◆ Aim of the exercise
Using the entries below, quote exactly the span of lines that begins with the line containing "Could you point out the cockpit" and ends with the final line.

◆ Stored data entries

##########

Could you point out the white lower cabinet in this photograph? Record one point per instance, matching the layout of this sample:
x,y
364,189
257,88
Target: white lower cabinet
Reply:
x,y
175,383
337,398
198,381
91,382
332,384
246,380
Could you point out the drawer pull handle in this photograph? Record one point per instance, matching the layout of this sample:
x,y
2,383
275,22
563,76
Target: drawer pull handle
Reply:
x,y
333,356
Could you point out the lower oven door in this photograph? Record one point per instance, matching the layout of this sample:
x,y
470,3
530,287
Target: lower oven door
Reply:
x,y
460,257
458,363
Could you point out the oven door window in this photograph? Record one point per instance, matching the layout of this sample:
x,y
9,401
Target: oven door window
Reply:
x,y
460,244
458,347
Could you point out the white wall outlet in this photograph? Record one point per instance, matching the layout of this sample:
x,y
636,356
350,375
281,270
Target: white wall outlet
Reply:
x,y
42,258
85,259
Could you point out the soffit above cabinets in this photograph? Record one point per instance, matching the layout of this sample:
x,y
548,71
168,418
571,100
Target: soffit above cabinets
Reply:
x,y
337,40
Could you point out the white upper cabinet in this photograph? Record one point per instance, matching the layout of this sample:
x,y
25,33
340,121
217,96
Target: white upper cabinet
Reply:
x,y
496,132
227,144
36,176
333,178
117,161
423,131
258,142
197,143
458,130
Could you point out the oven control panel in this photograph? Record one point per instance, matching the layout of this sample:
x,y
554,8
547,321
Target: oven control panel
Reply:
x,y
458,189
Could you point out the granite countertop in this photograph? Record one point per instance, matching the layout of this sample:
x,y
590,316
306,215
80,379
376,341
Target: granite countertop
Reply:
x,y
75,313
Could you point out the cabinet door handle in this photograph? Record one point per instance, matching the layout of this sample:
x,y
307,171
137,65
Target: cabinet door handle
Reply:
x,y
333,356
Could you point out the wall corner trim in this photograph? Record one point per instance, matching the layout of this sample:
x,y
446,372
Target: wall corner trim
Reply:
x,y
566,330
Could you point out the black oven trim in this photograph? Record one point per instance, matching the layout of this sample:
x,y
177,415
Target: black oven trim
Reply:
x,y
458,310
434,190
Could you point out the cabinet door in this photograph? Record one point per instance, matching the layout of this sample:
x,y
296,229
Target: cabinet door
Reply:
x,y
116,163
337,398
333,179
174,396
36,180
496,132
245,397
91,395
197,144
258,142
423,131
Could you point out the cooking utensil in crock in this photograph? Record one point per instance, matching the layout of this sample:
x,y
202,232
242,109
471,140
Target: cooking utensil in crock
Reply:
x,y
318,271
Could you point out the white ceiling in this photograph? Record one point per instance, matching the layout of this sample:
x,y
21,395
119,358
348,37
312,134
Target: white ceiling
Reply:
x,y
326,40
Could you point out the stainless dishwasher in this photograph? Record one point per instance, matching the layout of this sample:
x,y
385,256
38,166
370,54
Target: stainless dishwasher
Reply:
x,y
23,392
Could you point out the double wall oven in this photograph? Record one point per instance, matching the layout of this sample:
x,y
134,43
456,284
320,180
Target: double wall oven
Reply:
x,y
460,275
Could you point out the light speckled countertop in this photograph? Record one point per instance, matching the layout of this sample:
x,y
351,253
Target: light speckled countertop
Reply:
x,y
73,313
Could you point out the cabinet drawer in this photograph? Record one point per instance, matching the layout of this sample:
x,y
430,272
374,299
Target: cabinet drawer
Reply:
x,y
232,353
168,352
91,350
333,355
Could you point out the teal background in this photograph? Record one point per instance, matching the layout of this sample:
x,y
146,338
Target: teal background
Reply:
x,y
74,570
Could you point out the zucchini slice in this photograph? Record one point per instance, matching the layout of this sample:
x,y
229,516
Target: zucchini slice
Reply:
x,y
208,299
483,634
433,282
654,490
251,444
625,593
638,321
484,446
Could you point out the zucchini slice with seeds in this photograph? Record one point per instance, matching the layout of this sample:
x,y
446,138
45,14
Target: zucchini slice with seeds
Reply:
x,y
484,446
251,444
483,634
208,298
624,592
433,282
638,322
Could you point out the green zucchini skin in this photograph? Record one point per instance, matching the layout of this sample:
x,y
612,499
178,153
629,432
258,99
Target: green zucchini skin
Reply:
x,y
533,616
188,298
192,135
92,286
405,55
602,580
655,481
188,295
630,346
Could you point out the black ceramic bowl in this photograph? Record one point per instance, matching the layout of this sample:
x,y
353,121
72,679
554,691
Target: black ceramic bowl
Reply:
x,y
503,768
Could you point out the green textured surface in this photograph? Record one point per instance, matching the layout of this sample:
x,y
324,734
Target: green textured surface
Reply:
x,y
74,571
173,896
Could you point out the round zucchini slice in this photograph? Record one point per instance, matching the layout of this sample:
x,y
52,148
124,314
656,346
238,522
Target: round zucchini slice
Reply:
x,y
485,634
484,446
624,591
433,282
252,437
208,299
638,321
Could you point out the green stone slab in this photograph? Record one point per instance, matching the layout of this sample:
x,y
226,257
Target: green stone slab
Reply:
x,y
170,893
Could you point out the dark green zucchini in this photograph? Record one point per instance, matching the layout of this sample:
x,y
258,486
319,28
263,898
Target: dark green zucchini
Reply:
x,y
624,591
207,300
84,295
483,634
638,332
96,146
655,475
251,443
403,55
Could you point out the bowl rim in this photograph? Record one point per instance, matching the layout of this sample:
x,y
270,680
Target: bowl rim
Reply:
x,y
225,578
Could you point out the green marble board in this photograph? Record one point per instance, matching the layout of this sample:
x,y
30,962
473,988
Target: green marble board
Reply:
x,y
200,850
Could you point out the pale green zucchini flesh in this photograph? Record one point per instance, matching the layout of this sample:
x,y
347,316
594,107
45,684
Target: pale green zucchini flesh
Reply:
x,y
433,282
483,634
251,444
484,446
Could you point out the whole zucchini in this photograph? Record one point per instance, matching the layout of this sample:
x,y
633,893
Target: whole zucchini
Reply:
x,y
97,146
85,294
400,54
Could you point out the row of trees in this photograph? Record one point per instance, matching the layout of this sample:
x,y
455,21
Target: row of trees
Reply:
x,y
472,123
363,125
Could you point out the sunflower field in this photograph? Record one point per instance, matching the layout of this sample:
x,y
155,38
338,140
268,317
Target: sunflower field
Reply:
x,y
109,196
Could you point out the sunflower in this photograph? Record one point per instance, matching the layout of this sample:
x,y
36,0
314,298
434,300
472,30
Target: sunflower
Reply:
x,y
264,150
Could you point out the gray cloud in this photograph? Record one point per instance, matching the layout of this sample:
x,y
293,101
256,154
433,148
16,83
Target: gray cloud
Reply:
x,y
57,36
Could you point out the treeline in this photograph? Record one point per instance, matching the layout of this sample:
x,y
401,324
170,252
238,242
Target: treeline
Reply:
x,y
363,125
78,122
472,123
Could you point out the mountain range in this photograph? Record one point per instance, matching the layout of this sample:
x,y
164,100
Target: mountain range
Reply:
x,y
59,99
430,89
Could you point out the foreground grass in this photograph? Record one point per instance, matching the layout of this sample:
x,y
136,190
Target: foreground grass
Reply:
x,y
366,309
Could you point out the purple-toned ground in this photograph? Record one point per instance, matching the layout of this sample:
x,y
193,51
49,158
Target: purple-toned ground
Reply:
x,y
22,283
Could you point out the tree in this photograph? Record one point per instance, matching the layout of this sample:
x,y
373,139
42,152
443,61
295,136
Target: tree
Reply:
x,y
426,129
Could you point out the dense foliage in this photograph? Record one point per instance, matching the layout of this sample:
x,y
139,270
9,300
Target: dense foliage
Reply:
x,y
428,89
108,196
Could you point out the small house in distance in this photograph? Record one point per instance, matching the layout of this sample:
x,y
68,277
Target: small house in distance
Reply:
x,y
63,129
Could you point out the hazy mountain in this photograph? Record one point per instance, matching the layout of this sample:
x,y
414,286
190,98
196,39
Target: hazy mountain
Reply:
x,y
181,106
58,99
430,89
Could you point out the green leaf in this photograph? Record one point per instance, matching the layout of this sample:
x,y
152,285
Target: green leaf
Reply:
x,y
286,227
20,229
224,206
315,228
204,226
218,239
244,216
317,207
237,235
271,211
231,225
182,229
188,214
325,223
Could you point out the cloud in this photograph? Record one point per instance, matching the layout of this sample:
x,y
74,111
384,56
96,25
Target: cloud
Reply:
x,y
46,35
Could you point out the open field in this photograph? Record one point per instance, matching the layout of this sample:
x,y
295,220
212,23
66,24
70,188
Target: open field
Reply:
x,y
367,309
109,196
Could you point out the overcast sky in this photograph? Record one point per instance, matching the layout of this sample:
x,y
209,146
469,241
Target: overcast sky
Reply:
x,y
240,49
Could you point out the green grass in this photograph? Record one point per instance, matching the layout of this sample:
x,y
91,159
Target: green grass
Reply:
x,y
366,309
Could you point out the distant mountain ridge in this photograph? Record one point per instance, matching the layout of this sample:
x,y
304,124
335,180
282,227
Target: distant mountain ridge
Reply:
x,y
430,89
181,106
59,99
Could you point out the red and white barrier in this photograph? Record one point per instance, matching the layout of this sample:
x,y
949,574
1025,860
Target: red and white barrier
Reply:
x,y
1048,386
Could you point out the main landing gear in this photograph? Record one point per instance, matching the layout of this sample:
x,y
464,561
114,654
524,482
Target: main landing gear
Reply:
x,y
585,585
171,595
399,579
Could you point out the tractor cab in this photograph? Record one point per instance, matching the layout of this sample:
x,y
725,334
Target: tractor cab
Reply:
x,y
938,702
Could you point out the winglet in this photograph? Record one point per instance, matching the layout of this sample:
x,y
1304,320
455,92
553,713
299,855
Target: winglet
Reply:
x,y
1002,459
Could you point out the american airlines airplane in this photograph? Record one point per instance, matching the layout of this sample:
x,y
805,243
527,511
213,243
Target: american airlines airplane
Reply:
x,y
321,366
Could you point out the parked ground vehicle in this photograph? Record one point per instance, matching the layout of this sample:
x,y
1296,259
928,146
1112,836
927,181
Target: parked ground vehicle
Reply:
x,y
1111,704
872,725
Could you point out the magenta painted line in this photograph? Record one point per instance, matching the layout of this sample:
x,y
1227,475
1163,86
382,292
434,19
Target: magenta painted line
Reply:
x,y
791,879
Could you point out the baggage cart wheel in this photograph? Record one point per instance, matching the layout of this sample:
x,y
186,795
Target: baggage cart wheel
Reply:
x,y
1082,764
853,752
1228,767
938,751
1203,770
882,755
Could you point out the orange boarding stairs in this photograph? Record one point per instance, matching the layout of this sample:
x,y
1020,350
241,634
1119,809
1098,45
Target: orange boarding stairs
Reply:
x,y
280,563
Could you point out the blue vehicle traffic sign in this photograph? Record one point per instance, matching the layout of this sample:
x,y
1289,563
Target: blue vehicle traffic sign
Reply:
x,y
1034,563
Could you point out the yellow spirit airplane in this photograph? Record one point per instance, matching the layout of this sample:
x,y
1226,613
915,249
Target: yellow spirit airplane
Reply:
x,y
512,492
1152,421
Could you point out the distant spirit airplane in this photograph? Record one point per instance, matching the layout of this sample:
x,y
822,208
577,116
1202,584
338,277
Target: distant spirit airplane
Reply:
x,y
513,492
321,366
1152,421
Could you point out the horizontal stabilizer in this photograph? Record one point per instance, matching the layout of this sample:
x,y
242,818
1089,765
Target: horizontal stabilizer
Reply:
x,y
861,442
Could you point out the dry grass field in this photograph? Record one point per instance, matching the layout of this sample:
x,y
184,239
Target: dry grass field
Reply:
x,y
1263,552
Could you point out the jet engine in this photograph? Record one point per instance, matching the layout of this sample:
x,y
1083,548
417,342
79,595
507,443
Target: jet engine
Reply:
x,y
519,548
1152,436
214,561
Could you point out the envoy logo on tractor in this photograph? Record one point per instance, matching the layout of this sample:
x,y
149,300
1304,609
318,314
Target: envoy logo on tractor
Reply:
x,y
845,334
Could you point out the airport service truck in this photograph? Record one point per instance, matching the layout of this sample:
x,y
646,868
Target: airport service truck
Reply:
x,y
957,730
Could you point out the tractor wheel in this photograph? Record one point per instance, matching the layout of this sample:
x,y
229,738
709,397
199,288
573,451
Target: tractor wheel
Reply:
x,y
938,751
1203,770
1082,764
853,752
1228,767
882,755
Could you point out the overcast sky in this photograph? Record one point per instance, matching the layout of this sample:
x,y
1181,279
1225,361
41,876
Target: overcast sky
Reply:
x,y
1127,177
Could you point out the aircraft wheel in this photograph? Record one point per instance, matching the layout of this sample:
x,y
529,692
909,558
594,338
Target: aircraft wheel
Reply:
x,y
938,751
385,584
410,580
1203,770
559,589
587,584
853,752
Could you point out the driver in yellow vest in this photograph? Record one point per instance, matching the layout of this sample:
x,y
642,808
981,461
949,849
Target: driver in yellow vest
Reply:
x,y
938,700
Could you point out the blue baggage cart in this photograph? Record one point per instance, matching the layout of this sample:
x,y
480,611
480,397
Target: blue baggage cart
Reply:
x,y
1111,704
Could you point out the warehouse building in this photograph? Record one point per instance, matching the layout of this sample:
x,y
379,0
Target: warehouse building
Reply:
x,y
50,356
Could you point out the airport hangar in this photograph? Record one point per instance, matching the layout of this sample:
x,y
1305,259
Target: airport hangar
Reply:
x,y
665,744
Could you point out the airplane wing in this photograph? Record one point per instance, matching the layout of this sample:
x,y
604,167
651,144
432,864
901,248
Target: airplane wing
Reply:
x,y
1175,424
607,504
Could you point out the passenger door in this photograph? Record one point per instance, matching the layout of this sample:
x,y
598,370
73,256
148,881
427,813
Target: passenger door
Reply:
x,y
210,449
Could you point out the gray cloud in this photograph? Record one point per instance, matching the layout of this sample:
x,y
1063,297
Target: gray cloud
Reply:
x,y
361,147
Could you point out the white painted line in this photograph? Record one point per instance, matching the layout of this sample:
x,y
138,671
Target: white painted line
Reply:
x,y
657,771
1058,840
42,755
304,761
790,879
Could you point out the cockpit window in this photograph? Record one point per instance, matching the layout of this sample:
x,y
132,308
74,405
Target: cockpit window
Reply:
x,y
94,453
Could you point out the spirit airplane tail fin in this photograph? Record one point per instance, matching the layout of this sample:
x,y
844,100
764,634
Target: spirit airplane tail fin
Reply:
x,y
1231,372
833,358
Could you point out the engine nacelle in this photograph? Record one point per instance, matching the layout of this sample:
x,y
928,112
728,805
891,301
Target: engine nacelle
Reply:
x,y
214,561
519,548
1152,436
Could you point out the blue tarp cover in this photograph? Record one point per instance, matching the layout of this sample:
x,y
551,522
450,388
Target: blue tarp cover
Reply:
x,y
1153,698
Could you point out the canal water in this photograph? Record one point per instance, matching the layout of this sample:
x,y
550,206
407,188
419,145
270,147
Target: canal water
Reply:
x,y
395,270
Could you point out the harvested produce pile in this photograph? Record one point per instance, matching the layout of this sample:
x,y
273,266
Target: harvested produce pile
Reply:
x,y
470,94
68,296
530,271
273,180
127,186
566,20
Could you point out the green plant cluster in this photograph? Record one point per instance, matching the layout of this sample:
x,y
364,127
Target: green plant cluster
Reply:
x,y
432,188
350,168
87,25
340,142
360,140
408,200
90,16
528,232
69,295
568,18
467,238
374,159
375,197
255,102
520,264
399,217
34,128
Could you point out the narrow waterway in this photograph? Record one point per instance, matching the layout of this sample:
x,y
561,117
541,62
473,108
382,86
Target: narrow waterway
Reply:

##########

◆ Right answer
Could you point out the cockpit window in this photograph? Record one point per instance, matching the layout of this sample:
x,y
132,308
74,405
Target: cockpit window
Reply:
x,y
94,453
Could you point out the spirit airplane tail fin in this photograph? Record one point per instance, matching the layout of this sample:
x,y
844,100
764,634
Target: spirit airplane tail fin
Reply:
x,y
1231,372
833,358
Could you point out the engine nacelle in this photograph? Record one point per instance, matching the layout of this sample:
x,y
928,112
728,805
891,301
Target: engine nacelle
Reply:
x,y
214,561
519,548
1152,436
Could you point out the blue tarp cover in this photograph? Record one point per instance, matching the layout of this sample:
x,y
551,522
450,388
Target: blue tarp cover
Reply:
x,y
1153,698
Could you point out the canal water in this photograph? Record one point per instance, matching the layout of this sample:
x,y
550,206
407,188
419,145
270,147
Target: canal water
Reply:
x,y
395,270
Could you point out the harvested produce pile in this photograph? Record one point per instance, matching the layout of this sample:
x,y
273,266
Target: harvested produce pile
Reply:
x,y
470,94
68,296
530,271
273,180
127,186
566,20
Could you point out the green plant cluster in this photograph? Record one point per instance, matching the layout of this sample:
x,y
364,127
Target: green plant cluster
Reply:
x,y
432,188
350,168
87,25
340,142
360,140
408,200
90,16
528,232
69,295
568,18
467,238
374,159
375,197
255,102
520,264
399,217
34,128
Could you point out the narrow waterway in this photograph? Record one point per instance, matching the layout of this sample:
x,y
561,117
541,62
473,108
382,86
Target: narrow waterway
Reply:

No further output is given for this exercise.